**Written instruction**
Reproduce the listing below verbatim.

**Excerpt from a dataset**
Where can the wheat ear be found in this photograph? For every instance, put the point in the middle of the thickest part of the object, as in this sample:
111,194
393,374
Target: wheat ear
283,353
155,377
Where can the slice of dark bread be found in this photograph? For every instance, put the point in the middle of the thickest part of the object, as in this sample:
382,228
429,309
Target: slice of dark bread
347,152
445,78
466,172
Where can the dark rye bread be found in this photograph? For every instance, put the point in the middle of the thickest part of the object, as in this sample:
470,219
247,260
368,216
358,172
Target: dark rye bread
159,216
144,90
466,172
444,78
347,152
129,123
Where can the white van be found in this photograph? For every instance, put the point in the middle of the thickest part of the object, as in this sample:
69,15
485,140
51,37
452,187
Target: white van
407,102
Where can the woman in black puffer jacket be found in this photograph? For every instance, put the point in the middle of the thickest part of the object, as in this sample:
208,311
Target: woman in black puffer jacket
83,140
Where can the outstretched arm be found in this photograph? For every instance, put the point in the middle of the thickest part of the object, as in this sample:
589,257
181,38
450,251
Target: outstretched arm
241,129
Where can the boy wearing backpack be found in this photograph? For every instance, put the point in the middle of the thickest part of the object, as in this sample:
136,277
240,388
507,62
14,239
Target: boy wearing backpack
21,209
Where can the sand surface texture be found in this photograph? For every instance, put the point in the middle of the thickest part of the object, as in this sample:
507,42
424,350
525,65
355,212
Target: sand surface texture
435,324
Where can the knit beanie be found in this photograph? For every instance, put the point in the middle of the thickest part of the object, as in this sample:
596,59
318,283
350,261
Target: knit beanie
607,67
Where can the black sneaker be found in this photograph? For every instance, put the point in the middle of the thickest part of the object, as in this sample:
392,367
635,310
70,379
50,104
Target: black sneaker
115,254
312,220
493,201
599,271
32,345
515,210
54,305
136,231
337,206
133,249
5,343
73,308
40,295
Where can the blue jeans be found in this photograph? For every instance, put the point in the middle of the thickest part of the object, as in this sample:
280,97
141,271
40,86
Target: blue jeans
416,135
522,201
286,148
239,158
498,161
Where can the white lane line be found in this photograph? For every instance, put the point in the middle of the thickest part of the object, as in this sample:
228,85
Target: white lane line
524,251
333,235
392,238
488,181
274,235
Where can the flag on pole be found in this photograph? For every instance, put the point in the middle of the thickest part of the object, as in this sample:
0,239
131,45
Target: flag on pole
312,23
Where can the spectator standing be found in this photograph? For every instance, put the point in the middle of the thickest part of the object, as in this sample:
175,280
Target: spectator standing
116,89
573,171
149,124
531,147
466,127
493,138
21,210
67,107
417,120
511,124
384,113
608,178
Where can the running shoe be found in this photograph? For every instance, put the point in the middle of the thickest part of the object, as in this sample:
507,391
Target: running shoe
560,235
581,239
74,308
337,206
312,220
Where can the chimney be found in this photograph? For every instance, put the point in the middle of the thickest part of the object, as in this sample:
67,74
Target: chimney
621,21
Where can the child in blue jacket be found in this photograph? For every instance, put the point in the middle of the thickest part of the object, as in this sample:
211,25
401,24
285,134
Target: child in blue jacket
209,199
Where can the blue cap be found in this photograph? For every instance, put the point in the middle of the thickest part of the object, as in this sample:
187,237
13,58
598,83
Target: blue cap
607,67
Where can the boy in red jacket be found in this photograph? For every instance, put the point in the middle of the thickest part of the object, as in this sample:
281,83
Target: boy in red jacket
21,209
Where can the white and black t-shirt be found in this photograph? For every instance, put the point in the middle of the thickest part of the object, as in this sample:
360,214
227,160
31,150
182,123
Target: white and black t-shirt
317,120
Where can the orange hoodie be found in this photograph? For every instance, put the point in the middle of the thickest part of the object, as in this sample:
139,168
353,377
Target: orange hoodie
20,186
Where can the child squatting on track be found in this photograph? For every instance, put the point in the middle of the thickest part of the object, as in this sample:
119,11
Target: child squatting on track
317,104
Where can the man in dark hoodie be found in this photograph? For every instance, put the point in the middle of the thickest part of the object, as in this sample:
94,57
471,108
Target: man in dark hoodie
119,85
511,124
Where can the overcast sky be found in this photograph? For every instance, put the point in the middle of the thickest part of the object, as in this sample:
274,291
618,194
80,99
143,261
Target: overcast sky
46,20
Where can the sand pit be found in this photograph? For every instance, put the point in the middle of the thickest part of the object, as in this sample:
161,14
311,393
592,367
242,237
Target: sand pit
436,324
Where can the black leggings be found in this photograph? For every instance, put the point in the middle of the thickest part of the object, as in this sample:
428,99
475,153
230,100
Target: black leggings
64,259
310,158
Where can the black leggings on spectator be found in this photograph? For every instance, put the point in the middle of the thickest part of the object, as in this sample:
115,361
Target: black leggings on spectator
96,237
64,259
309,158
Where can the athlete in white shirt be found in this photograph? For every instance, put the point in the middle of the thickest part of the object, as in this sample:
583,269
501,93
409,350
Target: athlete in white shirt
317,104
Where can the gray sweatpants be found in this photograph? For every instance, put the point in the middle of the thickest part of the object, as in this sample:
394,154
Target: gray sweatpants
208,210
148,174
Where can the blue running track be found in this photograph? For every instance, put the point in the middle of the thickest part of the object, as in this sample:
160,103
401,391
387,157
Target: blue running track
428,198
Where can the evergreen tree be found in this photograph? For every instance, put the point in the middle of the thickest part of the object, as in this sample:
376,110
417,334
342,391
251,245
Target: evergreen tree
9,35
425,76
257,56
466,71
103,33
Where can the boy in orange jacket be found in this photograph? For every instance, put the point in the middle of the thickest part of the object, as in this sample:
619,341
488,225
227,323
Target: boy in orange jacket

**Problem solution**
Where can the wheat ear be found in this photograph? For every instance, put the point in the middle of the thickest part of the object, as in this sample:
111,194
393,374
Target: wheat ear
283,353
155,377
Where can the slice of dark bread be found in this photograph? For every instance, put the point in the middle of the thickest part of the object, as in this sample:
382,228
429,309
Target: slice of dark bread
347,152
445,78
466,172
Where can the dark rye bread be found in this photograph? For every instance, put the point in the middle of the thickest part of the object, as in this sample:
470,219
247,260
368,216
358,172
Target: dark rye bread
159,216
144,90
466,172
444,78
347,152
129,123
Where can the white van be found in this photograph? For every instance, put the point in the middle of the thickest part of the object, as in this sample:
69,15
485,140
51,37
452,187
Target: white van
407,102
Where can the woman in black puffer jacket be found in this photograph? For every instance, put the point in the middle of the thickest part of the object, as in this sample:
208,311
Target: woman in black puffer jacket
83,140
Where can the outstretched arm be found in this photograph? For every instance, put the point in the middle of the thickest part of the object, as in this sample:
589,257
181,38
450,251
Target: outstretched arm
241,129
Where can the boy wearing backpack be found in this photograph? For every instance, put the point in the middle of the thickest part of the object, as in this sample:
136,277
240,388
507,62
14,239
Target: boy wearing backpack
21,209
Where can the sand surface texture be found in this photograph? For every instance, put the point in the middle of the thickest part of the object, as in this sample:
507,42
424,350
525,65
355,212
Target: sand surface texture
435,324
Where can the knit beanie be found in this photograph? For every instance, put the point in the middle of the thickest part of the object, as in this sample:
596,59
318,283
350,261
Target: knit beanie
607,67
Where can the black sneaker be found in this photograph? For every instance, put the point in the middle of the thickest part of the object, as in this sample:
392,367
635,310
70,379
50,104
Target: black sneaker
115,254
312,220
493,201
599,271
32,345
515,210
54,305
136,231
337,206
133,249
5,343
73,308
40,295
Where can the blue jeans be found in this photograph? For every instance, put the point in the middle of the thickest part of the object, as in this sample:
280,97
141,271
40,86
Target: blue jeans
416,135
522,201
286,148
239,158
498,161
Where can the white lane line be found in this photograph? For every instance, put the point in the middle of the thickest part of the object, as in this sample:
228,85
Target: white lane line
524,251
333,235
392,238
488,181
274,235
Where can the flag on pole be found in this photograph? For every instance, put the point in the middle of the thickest part of the object, as in this sample:
0,239
131,45
Target: flag on pole
312,23
Where can the spectator standing be found in this photograph? For every instance, put the point in the middle of the thickest part of the object, as in this sample:
175,280
Target: spectator standing
116,89
573,171
149,124
531,147
466,127
493,138
21,210
67,107
417,120
511,124
384,113
608,178
Where can the running shoe be found in this photograph? For every instance, put the point in the middle of the thickest part of the object, as in this sample:
507,391
Target: running shoe
560,235
581,239
74,308
337,206
312,220
Where can the chimney be found in this photograph? For every instance, put the point in the middle of the thickest part of the object, as in this sample:
67,74
Target: chimney
621,21
Where can the child in blue jacket be found in this photograph? For every instance, put the point in the middle of the thickest part of the object, as in this sample:
211,25
401,24
285,134
Target: child in blue jacket
209,199
Where can the blue cap be found in this photograph? For every instance, put the point in the middle of the thickest part of the object, as in this sample:
187,237
13,58
598,83
Target: blue cap
607,67
Where can the boy in red jacket be found in this photograph? For every instance, put the point in the middle of the thickest part of the object, as in this sample:
281,83
Target: boy in red jacket
21,209
Where can the white and black t-shirt be found in this photograph? For every instance, put the point in the middle of the thickest part of the object, as in this sample:
360,214
227,160
31,150
182,123
Target: white and black t-shirt
317,120
Where can the orange hoodie be found in this photograph? For every instance, put the point in the middle of the thickest part of the object, as in this sample:
139,168
353,377
Target: orange hoodie
20,186
Where can the child squatting on track be found in this photograph? For every instance, put the point in the middle of the thickest part of the object, as in this sample:
119,11
Target: child squatting on track
317,104
Where can the man in dark hoodie be found in this photograph? For every instance, put the point in the middle of the thickest part of the object, as in this sample:
94,57
471,108
Target: man in dark hoodie
119,85
511,124
Where can the overcast sky be found in this photograph? For every instance, put the point in the middle of the thickest part of the object, as in this sample:
274,291
618,194
80,99
143,261
Target: overcast sky
46,20
Where can the sand pit be found in this photograph? For every instance, put the point in the middle of the thickest part of the object, as in this sample:
161,14
311,393
592,367
242,237
Target: sand pit
436,324
Where can the black leggings be found in this photograph? For every instance, put the point in the middle of the thickest part of the object, as in this sample:
428,99
475,153
230,100
Target: black leggings
64,259
310,158
Where can the black leggings on spectator be found in this photograph? For every instance, put the point in the middle of the thickest part of the object, as in this sample:
115,361
Target: black leggings on spectator
96,237
64,259
309,158
Where can the athlete in white shirt be found in this photograph? For every instance, put the point in the middle of the thickest part of the object, as in this sample:
583,269
501,93
409,350
Target: athlete in white shirt
317,104
Where can the gray sweatpants be found in this photograph? For every instance, put the point in the middle of the thickest part of the object, as in this sample:
394,154
Target: gray sweatpants
208,210
148,174
Where can the blue running track be found in this photograph? For every instance, put the point in the middle of the thickest part of the object, as in this sample:
160,103
401,391
387,157
Target: blue running track
428,198
Where can the evergreen tree be found in this photograph? For every instance, put the point in the middle of the thickest part of the object, as in this sample:
376,110
417,334
342,391
251,245
Target: evergreen tree
9,35
425,76
257,56
466,71
103,33
Where can the boy in orange jacket be found in this photograph? For every instance, put the point in the middle of the thickest part of the object, as in this sample:
619,341
488,225
227,323
Target: boy in orange jacket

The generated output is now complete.